*** Information supplied

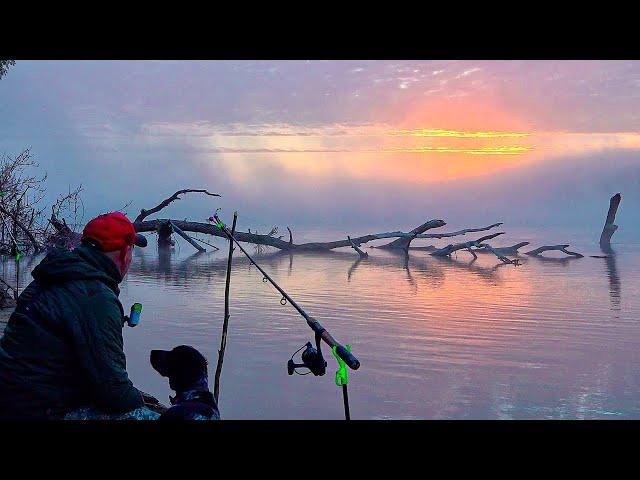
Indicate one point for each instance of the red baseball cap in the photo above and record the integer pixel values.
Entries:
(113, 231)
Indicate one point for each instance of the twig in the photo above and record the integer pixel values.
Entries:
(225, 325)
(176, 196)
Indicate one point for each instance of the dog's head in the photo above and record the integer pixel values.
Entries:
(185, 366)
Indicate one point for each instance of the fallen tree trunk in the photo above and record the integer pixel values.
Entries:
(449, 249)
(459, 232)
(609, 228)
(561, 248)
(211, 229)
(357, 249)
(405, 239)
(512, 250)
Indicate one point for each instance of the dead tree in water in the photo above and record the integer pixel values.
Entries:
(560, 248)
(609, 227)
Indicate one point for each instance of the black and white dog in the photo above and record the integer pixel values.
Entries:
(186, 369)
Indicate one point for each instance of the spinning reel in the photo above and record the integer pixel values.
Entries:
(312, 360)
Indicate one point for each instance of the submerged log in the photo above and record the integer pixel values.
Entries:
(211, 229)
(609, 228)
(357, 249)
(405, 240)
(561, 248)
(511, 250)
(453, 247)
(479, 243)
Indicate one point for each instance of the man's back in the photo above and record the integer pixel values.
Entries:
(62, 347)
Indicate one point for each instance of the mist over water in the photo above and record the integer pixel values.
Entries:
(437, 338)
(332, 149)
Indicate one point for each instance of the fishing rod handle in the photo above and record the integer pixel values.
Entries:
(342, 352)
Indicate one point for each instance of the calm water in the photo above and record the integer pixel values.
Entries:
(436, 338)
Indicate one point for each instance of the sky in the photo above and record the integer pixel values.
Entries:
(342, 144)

******

* Action item *
All lines with the word "water" are needed; pull them from the entries and copy each.

* The completed task *
Indicate one point for each instance of the dead tree in water in the photo above and record the integer pixel values.
Indicate one point for each instance of the mist over water in the photo above and record the integer pixel values.
Indicate one point for each instance of the calm water in the photo above and record the integer pixel values.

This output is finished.